SHORT EXERCISE A
Rescale the coordinates in the records, beginning at the line that has "Return one point per instance of the black pants" and stopping after the line that has "Return one point per instance of the cow leg". Give those lines again with their requests, multiplying every coordinate by 0.7 and rounding to whole numbers with halves rounded up, and return nothing else.

Jun 12

Layout for That!

Here are some associative trails…

This morning, I read through some of the ThoughtVectors archives. While I was reading, I stumbled across two different posts (by Eric Johnson and Alan Levine) in which the authors described their thinking as a state of “flow.” This made me think back to my own post on the topic, and how I generally achieve flow while doing something athletic. As my mind is apt to do, it started wandering in the direction of ultimate frisbee, and that’s when I started thinking about the following:

In the past few weeks, I’ve seen a huge increase in the number of ultimate frisbee plays on Sportcenter’s Top 10. Before ultimate started being showcased more frequently, I never really cared too much for the Top 10 segment of Sportscenter at this time of the year, mainly because the highlights are always bogged down with boring baseball plays. Yes, home runs are neat and take a ton of athletic skill, but these and many other baseball plays are not the visual spectacle that I hope for when watching Sportcenter’s flagship segment.

GIVEN DATA
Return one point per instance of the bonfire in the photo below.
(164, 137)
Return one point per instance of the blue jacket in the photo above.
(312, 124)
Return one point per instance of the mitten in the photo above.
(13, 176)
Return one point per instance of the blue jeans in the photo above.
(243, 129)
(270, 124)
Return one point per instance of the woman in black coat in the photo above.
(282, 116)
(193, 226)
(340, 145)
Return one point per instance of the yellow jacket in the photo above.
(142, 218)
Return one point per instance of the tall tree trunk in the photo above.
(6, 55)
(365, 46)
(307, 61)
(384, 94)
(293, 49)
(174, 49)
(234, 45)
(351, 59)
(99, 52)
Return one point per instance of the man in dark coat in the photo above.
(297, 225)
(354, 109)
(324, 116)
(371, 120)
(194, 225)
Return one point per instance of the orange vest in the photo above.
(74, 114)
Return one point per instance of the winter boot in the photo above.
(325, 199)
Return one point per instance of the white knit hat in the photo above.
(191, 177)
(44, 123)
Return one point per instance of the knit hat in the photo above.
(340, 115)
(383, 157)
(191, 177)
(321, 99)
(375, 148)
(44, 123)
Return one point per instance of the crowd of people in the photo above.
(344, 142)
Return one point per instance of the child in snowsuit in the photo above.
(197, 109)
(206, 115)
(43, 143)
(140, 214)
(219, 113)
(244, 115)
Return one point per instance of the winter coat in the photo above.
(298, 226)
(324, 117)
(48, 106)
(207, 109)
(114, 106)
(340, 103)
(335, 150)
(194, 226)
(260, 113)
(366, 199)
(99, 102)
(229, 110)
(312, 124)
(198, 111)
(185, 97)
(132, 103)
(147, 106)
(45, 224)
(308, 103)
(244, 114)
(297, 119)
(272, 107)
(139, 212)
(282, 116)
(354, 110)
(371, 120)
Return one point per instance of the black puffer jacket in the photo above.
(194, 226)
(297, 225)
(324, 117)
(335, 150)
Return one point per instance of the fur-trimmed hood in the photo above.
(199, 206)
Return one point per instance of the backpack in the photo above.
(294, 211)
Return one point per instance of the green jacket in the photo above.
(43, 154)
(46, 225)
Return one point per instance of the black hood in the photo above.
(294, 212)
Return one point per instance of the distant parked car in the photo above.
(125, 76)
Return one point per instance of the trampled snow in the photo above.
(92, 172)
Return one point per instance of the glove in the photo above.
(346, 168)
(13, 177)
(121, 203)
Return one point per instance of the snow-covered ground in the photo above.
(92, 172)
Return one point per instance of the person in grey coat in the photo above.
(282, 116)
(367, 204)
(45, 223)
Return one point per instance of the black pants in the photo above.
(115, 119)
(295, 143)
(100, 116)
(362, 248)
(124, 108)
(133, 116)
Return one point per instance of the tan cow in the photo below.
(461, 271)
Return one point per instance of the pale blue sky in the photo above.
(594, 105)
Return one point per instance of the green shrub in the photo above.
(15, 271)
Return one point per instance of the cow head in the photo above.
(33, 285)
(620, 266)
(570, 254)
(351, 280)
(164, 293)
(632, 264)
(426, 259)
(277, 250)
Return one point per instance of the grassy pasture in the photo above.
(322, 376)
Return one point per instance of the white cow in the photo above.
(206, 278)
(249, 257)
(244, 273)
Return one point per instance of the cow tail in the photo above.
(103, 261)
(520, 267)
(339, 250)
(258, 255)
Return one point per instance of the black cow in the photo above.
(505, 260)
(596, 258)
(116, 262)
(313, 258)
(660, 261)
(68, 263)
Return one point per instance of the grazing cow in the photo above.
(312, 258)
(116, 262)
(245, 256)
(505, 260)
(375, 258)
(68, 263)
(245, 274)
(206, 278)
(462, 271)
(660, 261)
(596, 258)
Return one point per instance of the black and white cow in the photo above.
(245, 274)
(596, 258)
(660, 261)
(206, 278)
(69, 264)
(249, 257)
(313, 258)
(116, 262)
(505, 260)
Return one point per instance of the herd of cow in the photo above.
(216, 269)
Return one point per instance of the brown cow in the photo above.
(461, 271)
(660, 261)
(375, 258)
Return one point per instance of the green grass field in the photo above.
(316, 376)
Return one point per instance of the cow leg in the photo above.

--

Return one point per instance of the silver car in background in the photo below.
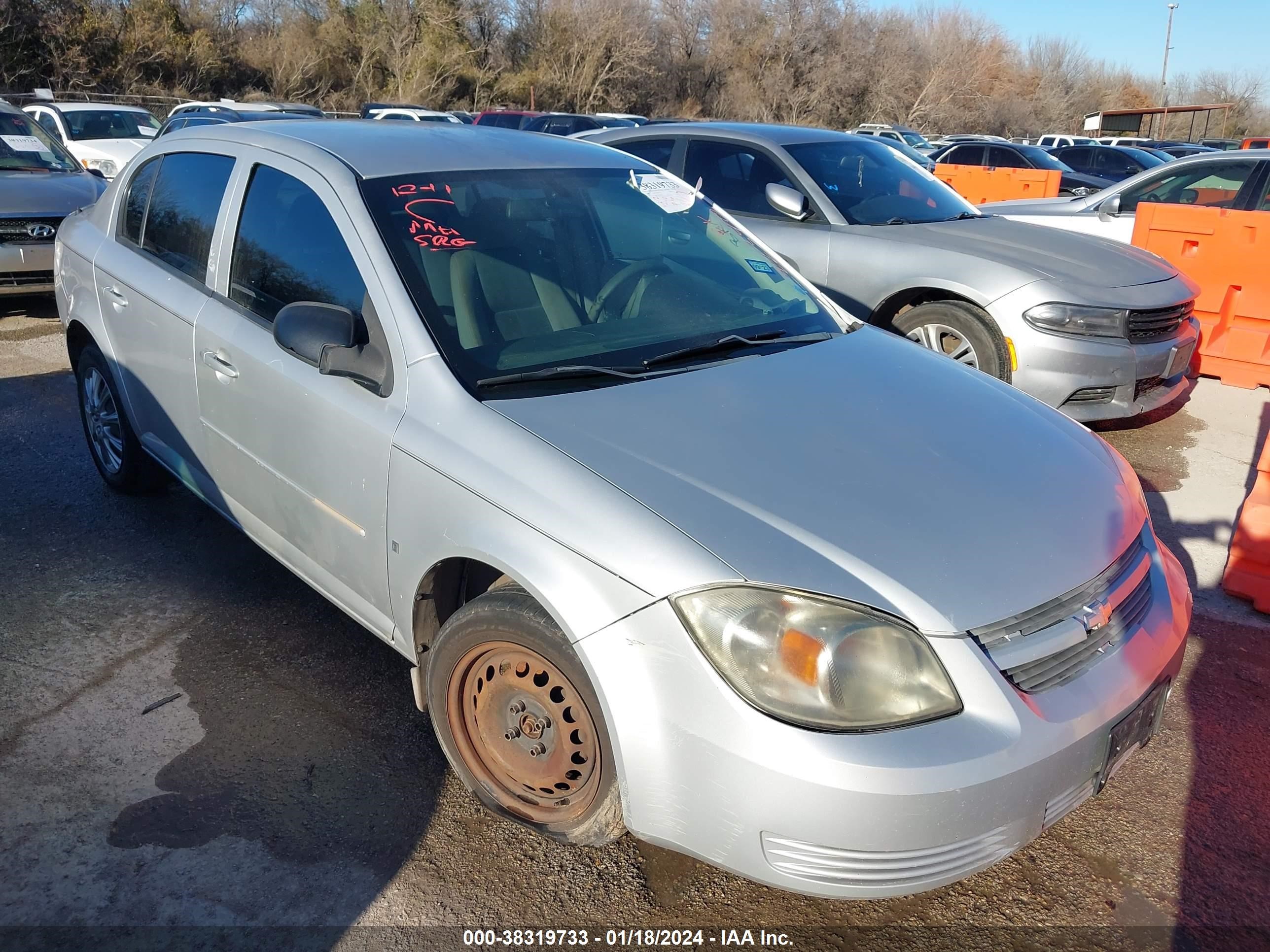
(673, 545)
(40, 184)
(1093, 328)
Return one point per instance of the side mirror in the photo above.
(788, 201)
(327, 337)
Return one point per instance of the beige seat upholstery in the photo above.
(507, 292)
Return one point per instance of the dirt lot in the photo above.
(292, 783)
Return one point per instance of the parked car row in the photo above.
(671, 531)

SHORT EXERCISE B
Answer these questions about the post on flow and ultimate frisbee, one per line:
(i) Whose archives did the writer read through that morning?
(ii) Who wrote the two posts that described thinking as a state of "flow"?
(iii) What kind of plays does the writer say bog down the Top 10 highlights at this time of year?

FINISHED ANSWER A
Return one point per instance of the black pants in the photo above.
(81, 83)
(207, 100)
(70, 81)
(253, 174)
(87, 76)
(93, 81)
Return one point per instance of the tan cow in the photo below.
(323, 190)
Return one point per instance of the pale blue sky in the photo above.
(416, 74)
Return one point per instance of the green shrub in the photo above.
(11, 190)
Return one point per instance of the cow head in the photo above.
(23, 200)
(434, 186)
(399, 178)
(246, 196)
(115, 205)
(442, 185)
(298, 181)
(194, 175)
Return one point per instance of the grassy pasture in the photo above.
(225, 263)
Return one point per instance of the white cow in the photo above.
(144, 195)
(174, 180)
(171, 191)
Return one point per instance of the cow tail in the photo above.
(72, 183)
(364, 187)
(237, 175)
(181, 179)
Return one point per instance of the black cow in the photo above.
(354, 182)
(417, 181)
(81, 183)
(219, 181)
(462, 183)
(48, 184)
Return one point per instance of the grazing cow in the photo above.
(218, 181)
(81, 183)
(172, 179)
(354, 182)
(263, 181)
(48, 184)
(172, 192)
(144, 195)
(323, 190)
(462, 183)
(417, 181)
Return one point per instance of the black and white cow in the photo above.
(172, 192)
(417, 181)
(462, 183)
(144, 195)
(48, 185)
(174, 180)
(219, 181)
(81, 183)
(354, 182)
Return one point per instance of the herd of cow in the photo above.
(151, 188)
Return one point per instance of the brown cow in the photo above.
(323, 190)
(462, 183)
(263, 181)
Return one point per instance of the green grass field in the photo above.
(221, 263)
Return one point per instance of the cow leg in the photo above.

FINISHED ANSWER B
(i) ThoughtVectors
(ii) Eric Johnson and Alan Levine
(iii) Boring baseball plays